Spatial localization data:
== Segment start ==
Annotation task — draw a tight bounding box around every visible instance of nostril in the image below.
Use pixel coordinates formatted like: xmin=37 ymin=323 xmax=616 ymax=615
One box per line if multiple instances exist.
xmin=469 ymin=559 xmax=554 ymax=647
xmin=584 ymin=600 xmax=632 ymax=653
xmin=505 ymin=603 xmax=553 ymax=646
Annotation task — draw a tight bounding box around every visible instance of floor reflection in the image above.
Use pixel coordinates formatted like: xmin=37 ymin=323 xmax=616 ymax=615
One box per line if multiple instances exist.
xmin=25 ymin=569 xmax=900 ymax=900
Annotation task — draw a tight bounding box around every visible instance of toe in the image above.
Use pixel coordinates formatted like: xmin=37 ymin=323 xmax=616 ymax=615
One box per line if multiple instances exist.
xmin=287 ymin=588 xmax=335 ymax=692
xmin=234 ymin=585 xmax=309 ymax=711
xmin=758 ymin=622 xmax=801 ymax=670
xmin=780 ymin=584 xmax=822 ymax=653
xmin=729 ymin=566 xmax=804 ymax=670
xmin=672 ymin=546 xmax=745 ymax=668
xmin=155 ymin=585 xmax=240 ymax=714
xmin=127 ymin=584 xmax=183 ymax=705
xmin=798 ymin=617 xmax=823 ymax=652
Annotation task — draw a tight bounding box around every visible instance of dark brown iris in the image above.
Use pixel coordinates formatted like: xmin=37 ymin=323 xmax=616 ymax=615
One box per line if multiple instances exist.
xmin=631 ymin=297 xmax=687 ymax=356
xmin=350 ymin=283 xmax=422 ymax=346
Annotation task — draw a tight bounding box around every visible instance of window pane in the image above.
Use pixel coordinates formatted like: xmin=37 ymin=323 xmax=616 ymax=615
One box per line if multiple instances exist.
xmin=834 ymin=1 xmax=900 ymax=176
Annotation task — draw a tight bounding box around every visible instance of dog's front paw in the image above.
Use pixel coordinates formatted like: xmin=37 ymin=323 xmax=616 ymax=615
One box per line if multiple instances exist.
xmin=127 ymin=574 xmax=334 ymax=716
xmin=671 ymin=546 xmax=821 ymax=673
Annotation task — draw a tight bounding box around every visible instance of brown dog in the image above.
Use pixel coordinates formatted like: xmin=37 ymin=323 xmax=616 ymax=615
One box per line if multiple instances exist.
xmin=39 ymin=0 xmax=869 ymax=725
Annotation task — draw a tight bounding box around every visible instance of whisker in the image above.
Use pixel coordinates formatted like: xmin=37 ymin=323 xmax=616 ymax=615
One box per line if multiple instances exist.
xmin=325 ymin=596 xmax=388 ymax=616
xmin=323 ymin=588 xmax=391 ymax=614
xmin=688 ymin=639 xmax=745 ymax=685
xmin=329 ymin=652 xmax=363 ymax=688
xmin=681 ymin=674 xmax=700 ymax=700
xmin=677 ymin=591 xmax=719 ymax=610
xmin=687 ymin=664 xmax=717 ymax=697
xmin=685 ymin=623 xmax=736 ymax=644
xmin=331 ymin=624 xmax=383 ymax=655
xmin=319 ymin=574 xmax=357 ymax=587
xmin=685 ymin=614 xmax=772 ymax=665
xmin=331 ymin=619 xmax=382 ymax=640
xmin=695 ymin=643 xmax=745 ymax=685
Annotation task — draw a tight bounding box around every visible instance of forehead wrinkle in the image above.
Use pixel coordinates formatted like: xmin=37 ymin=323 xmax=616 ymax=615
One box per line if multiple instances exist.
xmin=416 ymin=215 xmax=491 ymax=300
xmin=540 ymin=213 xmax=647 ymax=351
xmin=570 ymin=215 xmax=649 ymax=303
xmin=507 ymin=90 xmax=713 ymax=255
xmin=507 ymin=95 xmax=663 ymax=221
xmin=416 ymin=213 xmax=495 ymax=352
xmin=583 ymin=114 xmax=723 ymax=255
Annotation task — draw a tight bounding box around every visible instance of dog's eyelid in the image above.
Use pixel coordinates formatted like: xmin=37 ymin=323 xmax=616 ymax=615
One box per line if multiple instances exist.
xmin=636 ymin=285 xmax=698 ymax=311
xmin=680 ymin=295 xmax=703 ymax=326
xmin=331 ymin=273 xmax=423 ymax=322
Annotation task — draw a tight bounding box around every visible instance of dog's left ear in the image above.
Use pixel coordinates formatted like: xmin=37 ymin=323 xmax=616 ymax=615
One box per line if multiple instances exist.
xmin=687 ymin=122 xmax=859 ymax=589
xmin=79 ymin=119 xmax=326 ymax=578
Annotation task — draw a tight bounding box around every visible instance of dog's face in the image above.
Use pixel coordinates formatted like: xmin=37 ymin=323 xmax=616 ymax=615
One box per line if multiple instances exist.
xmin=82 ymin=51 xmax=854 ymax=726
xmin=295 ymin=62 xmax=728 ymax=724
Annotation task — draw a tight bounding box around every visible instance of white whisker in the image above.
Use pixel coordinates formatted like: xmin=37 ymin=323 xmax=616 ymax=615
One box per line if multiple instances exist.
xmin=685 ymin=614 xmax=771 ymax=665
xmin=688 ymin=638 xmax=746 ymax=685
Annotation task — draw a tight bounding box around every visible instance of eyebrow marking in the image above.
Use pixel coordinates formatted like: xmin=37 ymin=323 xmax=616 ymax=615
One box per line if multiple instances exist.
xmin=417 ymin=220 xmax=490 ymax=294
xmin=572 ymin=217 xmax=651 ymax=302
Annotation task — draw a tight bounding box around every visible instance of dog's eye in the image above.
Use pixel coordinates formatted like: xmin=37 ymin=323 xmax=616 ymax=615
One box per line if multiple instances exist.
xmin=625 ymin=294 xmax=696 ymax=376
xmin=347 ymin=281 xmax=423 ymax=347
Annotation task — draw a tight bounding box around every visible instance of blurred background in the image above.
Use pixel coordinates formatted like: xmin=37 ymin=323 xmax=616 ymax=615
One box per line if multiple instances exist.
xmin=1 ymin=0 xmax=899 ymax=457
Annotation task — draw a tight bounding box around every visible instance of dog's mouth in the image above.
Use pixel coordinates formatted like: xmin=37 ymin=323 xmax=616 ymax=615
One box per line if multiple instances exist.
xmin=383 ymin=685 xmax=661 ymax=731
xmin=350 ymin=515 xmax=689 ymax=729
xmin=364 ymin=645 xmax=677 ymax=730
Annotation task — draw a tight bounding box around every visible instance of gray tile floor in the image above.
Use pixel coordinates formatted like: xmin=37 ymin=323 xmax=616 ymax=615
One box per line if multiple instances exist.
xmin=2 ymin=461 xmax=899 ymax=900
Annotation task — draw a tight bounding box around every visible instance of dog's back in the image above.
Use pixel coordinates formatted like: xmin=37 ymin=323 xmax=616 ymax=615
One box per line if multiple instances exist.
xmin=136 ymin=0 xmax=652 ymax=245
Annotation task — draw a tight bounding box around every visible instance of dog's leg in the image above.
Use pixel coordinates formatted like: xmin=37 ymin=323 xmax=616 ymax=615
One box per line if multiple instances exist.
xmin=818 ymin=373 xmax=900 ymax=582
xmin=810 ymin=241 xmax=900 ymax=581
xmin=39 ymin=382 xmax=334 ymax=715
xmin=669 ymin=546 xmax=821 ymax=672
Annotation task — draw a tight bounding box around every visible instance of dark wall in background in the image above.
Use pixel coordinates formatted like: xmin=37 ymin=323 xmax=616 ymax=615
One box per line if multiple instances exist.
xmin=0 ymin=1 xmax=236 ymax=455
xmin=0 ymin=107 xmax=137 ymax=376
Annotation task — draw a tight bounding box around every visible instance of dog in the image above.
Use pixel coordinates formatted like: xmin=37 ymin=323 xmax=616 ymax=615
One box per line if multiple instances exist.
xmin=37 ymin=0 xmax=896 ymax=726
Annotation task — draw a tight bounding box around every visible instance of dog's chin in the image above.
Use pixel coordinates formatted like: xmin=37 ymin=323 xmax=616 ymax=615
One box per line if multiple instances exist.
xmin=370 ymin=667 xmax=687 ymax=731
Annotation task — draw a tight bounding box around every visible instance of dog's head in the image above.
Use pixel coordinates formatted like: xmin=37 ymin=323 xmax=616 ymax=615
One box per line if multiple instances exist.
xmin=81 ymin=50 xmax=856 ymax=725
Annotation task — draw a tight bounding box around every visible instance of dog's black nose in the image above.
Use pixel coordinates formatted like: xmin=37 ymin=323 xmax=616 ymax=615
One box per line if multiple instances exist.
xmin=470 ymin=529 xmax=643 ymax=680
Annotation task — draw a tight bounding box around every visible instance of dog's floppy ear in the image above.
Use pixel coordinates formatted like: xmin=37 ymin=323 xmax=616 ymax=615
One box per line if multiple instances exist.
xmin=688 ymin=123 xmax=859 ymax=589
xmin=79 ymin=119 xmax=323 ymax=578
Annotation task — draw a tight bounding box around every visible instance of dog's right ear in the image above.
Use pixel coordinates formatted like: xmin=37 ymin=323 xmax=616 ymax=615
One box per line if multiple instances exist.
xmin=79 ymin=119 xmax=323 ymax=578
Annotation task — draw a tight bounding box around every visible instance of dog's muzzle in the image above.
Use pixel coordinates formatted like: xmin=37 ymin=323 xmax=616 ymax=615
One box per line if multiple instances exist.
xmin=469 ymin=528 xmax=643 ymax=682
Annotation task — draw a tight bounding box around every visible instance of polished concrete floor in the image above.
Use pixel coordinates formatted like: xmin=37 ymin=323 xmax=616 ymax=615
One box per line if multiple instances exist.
== Segment end ==
▸ **EXERCISE DESCRIPTION**: All lines from the start of the entries through the line where "toe in the image above." sits should be duplicated exactly, with nothing else in the output.

▸ **ANSWER AREA**:
Annotation task — draw a tight bounding box around every visible instance of nostril in the image below.
Use pixel coordinates formatted like: xmin=37 ymin=323 xmax=616 ymax=615
One box per line if multiple instances exist.
xmin=469 ymin=559 xmax=554 ymax=647
xmin=584 ymin=600 xmax=632 ymax=653
xmin=505 ymin=603 xmax=553 ymax=646
Annotation task — draw a tight bounding box around every visible instance of floor reflection in the image above.
Use pixel coordinates formatted like: xmin=37 ymin=323 xmax=616 ymax=615
One box per line if multiple instances exist.
xmin=25 ymin=569 xmax=900 ymax=900
Annotation task — draw a tight bounding box around every visible instance of toe in the image above.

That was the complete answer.